■ Aim of the task ■
Arrange every line of the entries below into a numbered list, leaving out the blank lines.
#### Supplied data ####
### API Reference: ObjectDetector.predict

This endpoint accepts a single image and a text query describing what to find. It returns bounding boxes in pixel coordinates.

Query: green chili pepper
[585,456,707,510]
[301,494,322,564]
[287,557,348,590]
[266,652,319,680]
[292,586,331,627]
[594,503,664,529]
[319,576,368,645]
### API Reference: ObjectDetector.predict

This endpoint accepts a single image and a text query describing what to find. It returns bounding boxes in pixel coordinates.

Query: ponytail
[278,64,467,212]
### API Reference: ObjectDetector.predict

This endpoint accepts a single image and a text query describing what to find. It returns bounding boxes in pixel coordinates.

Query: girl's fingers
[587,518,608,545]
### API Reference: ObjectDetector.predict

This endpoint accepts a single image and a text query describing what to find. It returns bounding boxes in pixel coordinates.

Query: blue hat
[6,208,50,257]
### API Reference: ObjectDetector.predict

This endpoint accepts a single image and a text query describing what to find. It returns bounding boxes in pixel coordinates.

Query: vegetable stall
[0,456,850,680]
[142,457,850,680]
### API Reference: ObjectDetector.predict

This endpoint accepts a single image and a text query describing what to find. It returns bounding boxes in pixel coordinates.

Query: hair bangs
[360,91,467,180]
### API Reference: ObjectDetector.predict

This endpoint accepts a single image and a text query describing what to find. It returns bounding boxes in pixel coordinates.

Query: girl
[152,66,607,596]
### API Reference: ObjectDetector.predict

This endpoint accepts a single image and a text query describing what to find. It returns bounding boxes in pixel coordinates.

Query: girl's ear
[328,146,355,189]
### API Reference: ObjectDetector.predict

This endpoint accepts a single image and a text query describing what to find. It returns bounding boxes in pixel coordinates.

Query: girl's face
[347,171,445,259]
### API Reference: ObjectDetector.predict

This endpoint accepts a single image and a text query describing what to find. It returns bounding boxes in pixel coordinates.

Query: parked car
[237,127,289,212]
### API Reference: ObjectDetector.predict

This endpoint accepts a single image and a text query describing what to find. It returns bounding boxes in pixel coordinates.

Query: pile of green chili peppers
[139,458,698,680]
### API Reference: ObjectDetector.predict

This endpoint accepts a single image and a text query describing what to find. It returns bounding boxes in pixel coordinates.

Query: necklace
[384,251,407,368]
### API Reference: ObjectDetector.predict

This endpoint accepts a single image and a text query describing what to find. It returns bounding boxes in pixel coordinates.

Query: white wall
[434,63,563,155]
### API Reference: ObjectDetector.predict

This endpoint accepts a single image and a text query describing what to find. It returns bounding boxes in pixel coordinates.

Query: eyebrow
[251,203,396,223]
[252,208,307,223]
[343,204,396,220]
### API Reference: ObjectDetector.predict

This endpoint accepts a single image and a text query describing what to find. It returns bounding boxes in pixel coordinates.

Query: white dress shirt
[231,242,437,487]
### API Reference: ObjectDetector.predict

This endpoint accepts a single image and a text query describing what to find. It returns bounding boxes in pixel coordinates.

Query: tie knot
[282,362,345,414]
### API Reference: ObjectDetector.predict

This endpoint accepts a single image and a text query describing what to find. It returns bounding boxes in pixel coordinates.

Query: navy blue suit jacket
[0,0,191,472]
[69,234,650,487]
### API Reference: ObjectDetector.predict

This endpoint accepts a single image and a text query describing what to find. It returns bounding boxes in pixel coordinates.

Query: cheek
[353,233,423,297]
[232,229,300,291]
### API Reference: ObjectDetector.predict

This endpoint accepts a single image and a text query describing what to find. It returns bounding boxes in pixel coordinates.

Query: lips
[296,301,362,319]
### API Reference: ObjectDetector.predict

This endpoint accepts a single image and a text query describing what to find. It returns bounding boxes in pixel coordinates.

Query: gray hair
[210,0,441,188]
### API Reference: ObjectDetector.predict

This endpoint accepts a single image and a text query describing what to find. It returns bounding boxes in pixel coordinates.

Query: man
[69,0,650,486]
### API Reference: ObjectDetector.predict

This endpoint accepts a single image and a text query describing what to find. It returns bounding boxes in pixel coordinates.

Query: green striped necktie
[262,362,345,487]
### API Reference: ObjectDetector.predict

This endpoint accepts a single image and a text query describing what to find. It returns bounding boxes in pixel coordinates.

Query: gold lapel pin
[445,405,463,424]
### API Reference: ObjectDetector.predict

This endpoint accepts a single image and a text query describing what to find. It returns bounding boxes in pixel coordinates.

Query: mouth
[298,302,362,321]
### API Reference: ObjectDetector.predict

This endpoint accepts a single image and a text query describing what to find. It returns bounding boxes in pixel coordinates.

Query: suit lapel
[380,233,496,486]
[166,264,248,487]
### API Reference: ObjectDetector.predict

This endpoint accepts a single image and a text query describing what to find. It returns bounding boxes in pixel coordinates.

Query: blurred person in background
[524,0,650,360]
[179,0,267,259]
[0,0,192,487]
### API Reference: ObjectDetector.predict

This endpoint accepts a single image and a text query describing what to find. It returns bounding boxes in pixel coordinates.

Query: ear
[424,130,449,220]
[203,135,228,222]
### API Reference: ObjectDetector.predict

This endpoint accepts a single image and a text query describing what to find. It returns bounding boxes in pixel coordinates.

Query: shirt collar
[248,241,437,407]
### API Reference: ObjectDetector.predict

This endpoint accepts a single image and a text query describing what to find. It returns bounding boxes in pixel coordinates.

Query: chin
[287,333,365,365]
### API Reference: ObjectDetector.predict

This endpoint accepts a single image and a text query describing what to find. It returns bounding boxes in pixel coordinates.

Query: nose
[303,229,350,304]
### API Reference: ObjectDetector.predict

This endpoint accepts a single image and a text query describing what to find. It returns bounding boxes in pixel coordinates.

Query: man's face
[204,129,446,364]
####
■ Reply ■
1. ### API Reference: ObjectDetector.predict
2. This endpoint accepts a single image and a text query describing what to find. It returns bounding boxes in pixel coordinates.
3. Query: green chili pepper
4. [585,456,707,510]
5. [301,494,322,564]
6. [287,557,348,590]
7. [266,652,319,680]
8. [292,586,331,627]
9. [594,503,664,529]
10. [319,576,368,645]
11. ### API Reference: ObjectDetector.predict
12. This endpoint accepts a single image and a text query describing what to find. It returns bounding boxes in pixel coordinates.
13. Query: ponytail
14. [278,64,467,212]
15. ### API Reference: ObjectDetector.predict
16. This endpoint accepts a single image and a text query describing what to find. It returns bounding boxes in pixel coordinates.
17. Query: girl's fingers
18. [587,518,608,545]
19. ### API Reference: ObjectDetector.predict
20. This endpoint accepts a single image and a text query describing what to find. It returns bounding boxes in pixel coordinates.
21. Query: blue hat
22. [6,208,50,257]
23. ### API Reference: ObjectDetector.predict
24. This endpoint accepts a single image and a text query describing what to find. It returns bounding boxes in pixel coordinates.
25. Query: vegetable stall
26. [0,456,850,680]
27. [142,457,850,680]
28. ### API Reference: ObjectDetector.predict
29. This endpoint accepts a single image and a text query describing what to find. It returns bounding boxes in pixel coordinates.
30. Query: hair bangs
31. [360,91,467,180]
32. ### API Reference: ObjectDetector.predict
33. This endpoint accepts a single image and a text query describing what to find. It returns bounding boxes in pixel coordinates.
34. Query: girl
35. [152,66,607,596]
36. ### API Reference: ObjectDetector.predict
37. This endpoint accepts a single image and a text query describing what to find. It returns bounding boxes in pixel coordinates.
38. Query: girl's ear
39. [328,146,355,189]
40. ### API Reference: ObjectDetector.predict
41. This endpoint accepts a single image and a text query describing what to find. It returns bounding boxes in pixel coordinates.
42. Query: girl's face
43. [347,171,445,259]
44. ### API Reference: ObjectDetector.predict
45. This endpoint accepts a single image and a text query describing what to find. It returns bounding boxes in pixel coordinates.
46. Query: parked car
47. [237,127,289,212]
48. ### API Reference: ObjectDetector.predict
49. This endpoint accepts a single image and a text query describing what to find. It returns bounding boxes in pixel coordinates.
50. Query: pile of green chili peppers
51. [139,458,698,680]
52. ### API Reference: ObjectDetector.predict
53. This endpoint accepts a single image and a text query describing what to find. It returns bounding boxes in pixel coordinates.
54. Query: necklace
55. [384,251,407,368]
56. ### API Reference: ObjectDetector.predict
57. This endpoint accepts a single image and a text query describing what to find. It returns bounding boxes in pixel coordinates.
58. Query: white wall
59. [434,63,563,155]
60. ### API Reference: ObjectDetector.predict
61. This endpoint accepts a single image and a text query describing what to find. It returns bounding boxes in pixel coordinates.
62. Query: eyebrow
63. [251,203,396,223]
64. [252,208,307,223]
65. [343,204,396,220]
66. ### API Reference: ObjectDetector.predict
67. This endpoint accepts a single image and a text query describing what to find. It returns bounding boxes in pixel coordinates.
68. Query: white dress shirt
69. [231,242,437,487]
70. ### API Reference: ObjectDetector.predict
71. This endpoint accepts a single image and a text query describing what to find. It returns bounding boxes in pixel coordinates.
72. Query: tie knot
73. [282,362,345,414]
74. ### API Reference: ObjectDetector.predict
75. This endpoint accepts a single image and a text query describing what to find. It returns bounding boxes in pixel coordinates.
76. Query: navy blue suit jacket
77. [0,0,191,472]
78. [69,234,650,487]
79. ### API Reference: ObjectDetector.predict
80. This endpoint accepts a single image and a text query describing what to find. It returns bounding boxes in pixel coordinates.
81. Query: cheek
82. [353,233,423,297]
83. [232,229,300,291]
84. ### API Reference: ObjectDetector.predict
85. This endpoint accepts a single image and a text query describing what to find. It returns bounding boxes in pixel coordinates.
86. Query: lips
87. [296,301,362,319]
88. ### API Reference: ObjectDetector.predict
89. This endpoint accepts a single image and a text query describing what to find. It returns bounding boxes in pixel coordinates.
90. Query: gray hair
91. [210,0,441,188]
92. ### API Reference: ObjectDetector.predict
93. This endpoint accepts a single image and a text query describing what to find. It returns bounding boxes in pixel coordinates.
94. Query: man
95. [69,0,650,486]
96. ### API Reference: ObjectDetector.predict
97. This endpoint accepts a single image and a text query describing what to find. It returns bounding boxes in pixel coordinates.
98. Query: green striped necktie
99. [262,362,345,487]
100. ### API Reference: ObjectDetector.predict
101. This endpoint accepts a single image and a text query describing what to find. It returns bounding boxes in pixel coordinates.
102. Query: gold lapel pin
103. [445,405,463,424]
104. ### API Reference: ObjectDetector.predict
105. This endpoint accepts a single image and a text query describing what to find. It returns bounding boxes in pixel coordinates.
106. Query: mouth
107. [298,302,362,321]
108. ### API Reference: ObjectDetector.predict
109. This endpoint accepts a single image and a text query describing what to find. It returns bounding boxes in pixel coordinates.
110. Query: suit lapel
111. [380,233,496,486]
112. [166,264,248,487]
113. ### API Reference: ObjectDetector.predict
114. This endpoint accepts a single image and a text query describing what to find. It returns bounding boxes in pixel coordinates.
115. Query: blurred person in background
116. [524,0,650,360]
117. [179,0,267,259]
118. [0,0,192,487]
119. ### API Reference: ObjectDetector.predict
120. This endpoint accepts a single image and a text query describing what to find. It returns bounding boxes in pixel coordinates.
121. Query: ear
122. [424,130,449,220]
123. [203,135,228,222]
124. ### API Reference: ObjectDetector.predict
125. This endpoint accepts a single image and a text query describing what to find. It returns bounding boxes in pixel coordinates.
126. Query: shirt collar
127. [248,241,437,407]
128. ### API Reference: ObjectDetector.predict
129. This endpoint accepts a single image and a text query describing what to find. It returns bounding boxes in pixel coordinates.
130. Query: chin
131. [287,333,365,365]
132. ### API Reference: ObjectDetector.predict
133. This endpoint accepts a single image and a text query describing what to find. It returns bounding boxes in pixel coordinates.
134. Query: nose
135. [303,229,350,304]
136. ### API Reference: ObjectDetector.predict
137. This endpoint accepts a single image and a text query describing what to find. It returns bounding boxes in pixel coordinates.
138. Query: man's face
139. [204,129,446,364]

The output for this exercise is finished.